■ Page extract ■
[START]

This idea is based on Secondlife. But I think a reliable grid could be used for more than massive multi player games. Several terms come from Secondlife, but there are some differences in my concept, when it comes to region, yield and commit.


You should check out Lamport's Paxos and logical clock/timestamps for background. Maybe Google's chubby paper and the Apache Zookeeper stuff as well.


All seminal works in distributed systems, but as far as I can tell, there's little overlap with what OP is proposing.

It's a pretty cool architecture, but the major drawback is that you're making events quite expensive with ACID guarantees.

The more expensive events are, the less you can rely on them as a communication primitive. What if I want to submit a logging or tracing event? I don't really need ACID guarantees in that context, and it's a heavy burden on the system.

It might be nice if events had optional tags that defined what sort of policies to enact on them. One could say, "I don't need ACID guarantees on me."


The overlap point for me (and I'm too quick because these papers and tools have been knocking around in my head lately) is once you mention what happens in a fatal server crash and you've listed durability as a requirement, we've stepped into the topics those sources cover.

I like the idea of tagged events - flagging events so that your event queue package could handle the heavy lifting on how strongly to enforce ACID guarantees by event seems like the kind of feature that would make for happy hacking in distributed systems.


Secondlife does not warranty any transaction. My idea is, that server admin can deceide, if a server does ACID only, is allowed to relax to eventual consistency, or even allowed to drop replications under load. While the script author can decide that there are events that must be ACID, even under heavy load.

[END]

■ Exercise tasks ■
- A) Put this sentence from the thread into Spanish: "It's a pretty cool architecture, but the major drawback is that you're making events quite expensive with ACID guarantees."
- B) Print out the part of the thread starting at "The overlap point" and ending at "those sources cover.", with no changes.
Work only from the thread itself.

■ Data excerpts ■
[START]

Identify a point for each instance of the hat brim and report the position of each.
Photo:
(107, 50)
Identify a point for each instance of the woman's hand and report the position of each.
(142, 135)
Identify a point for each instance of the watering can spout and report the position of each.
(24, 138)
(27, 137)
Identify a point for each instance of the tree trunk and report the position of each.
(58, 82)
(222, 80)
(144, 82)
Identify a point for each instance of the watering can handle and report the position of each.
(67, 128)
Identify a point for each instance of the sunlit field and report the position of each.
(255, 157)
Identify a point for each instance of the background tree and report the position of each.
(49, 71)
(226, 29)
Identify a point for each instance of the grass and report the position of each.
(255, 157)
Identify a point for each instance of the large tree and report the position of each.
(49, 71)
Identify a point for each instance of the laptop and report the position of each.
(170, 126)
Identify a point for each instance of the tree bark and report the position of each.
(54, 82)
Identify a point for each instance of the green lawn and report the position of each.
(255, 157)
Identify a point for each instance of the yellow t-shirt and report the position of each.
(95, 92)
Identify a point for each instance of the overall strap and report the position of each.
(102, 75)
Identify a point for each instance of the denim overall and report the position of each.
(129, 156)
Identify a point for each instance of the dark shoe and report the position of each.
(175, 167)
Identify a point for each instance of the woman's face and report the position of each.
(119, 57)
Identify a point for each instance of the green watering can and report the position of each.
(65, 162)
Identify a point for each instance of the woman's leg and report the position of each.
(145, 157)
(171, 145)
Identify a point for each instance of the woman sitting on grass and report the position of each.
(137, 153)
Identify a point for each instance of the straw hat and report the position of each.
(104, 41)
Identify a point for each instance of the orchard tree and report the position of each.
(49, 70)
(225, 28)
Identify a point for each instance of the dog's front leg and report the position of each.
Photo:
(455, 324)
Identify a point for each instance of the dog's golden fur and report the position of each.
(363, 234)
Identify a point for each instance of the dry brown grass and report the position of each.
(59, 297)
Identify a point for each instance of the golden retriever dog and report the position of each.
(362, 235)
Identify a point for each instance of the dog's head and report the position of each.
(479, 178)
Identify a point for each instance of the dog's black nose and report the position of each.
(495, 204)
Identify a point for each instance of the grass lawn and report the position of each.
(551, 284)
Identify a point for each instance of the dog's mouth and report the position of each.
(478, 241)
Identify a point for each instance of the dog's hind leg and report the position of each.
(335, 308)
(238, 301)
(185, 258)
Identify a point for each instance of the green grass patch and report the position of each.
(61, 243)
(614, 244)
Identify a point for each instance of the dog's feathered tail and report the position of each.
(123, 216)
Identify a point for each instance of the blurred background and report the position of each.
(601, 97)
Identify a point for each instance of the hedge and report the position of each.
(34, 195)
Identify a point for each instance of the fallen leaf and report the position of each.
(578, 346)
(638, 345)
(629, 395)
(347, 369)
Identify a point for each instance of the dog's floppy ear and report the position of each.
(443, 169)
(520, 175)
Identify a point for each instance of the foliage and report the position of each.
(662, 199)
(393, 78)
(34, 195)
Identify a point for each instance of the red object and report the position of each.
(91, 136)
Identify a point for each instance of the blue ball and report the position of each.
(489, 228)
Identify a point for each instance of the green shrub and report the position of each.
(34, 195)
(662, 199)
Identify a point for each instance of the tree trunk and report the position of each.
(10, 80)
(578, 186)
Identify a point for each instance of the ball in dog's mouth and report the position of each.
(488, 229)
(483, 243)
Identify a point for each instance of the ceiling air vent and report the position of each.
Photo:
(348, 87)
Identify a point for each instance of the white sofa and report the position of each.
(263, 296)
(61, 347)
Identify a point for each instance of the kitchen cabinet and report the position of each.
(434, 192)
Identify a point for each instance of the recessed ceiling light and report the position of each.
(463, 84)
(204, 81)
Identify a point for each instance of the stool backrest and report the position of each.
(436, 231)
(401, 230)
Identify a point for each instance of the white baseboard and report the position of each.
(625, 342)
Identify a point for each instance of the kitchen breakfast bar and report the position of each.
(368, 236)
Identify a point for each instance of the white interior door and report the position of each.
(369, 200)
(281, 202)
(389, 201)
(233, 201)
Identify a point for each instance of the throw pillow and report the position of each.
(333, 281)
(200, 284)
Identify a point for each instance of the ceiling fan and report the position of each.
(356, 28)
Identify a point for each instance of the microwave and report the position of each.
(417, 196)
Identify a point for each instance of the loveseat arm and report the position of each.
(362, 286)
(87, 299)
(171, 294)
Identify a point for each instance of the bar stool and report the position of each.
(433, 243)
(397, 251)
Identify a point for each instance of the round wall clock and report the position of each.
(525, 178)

[END]

■ Solutions to the problems ■
- A) Es una arquitectura bastante genial, pero el mayor inconveniente es que estás haciendo que los eventos sean bastante costosos con garantías ACID.

- B)
The overlap point for me (and I'm too quick because these papers and tools have been knocking around in my head lately) is once you mention what happens in a fatal server crash and you've listed durability as a requirement, we've stepped into the topics those sources cover.